Lines to return, exactly: from the line with "like point(69, 18)" to the line with "like point(4, 15)" in the entries below, both included.

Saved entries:
════

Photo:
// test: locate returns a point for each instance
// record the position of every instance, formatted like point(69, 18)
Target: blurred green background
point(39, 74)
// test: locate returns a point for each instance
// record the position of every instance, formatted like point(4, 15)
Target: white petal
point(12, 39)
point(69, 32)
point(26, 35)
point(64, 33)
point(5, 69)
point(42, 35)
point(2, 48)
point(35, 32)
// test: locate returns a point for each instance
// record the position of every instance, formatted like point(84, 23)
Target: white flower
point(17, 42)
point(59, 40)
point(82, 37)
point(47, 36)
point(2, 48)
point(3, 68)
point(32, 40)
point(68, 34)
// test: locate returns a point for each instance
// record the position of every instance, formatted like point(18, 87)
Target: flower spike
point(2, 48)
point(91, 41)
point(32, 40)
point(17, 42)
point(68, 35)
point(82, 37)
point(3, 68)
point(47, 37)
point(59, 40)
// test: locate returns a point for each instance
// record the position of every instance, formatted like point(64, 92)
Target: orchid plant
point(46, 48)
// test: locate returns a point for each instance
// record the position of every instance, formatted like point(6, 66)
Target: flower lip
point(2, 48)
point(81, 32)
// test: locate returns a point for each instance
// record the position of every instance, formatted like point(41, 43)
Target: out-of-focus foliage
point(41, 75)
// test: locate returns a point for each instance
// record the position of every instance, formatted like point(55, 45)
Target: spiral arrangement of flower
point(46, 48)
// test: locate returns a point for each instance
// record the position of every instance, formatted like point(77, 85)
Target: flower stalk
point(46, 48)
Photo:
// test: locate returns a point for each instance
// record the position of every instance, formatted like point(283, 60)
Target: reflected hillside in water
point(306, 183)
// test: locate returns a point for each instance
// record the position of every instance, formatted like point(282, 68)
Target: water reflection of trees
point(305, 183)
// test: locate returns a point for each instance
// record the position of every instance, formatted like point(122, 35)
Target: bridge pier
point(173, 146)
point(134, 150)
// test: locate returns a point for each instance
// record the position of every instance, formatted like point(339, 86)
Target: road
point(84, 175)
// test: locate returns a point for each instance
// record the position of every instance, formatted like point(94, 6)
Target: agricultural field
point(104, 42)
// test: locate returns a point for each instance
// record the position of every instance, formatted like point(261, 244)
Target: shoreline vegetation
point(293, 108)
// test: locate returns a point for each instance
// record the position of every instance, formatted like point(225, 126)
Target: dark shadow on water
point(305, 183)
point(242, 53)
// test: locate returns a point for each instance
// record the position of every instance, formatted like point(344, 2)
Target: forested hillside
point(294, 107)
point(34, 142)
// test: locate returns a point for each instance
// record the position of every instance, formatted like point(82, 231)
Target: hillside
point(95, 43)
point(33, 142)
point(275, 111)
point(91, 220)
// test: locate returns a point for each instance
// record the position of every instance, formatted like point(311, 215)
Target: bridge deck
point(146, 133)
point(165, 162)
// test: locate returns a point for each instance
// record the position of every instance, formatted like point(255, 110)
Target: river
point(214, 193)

════

**Solution to the problem:**
// record the position of every instance, formatted like point(69, 18)
Target: blurred green background
point(39, 74)
// test: locate returns a point for each instance
// record the position of every instance, formatted like point(4, 15)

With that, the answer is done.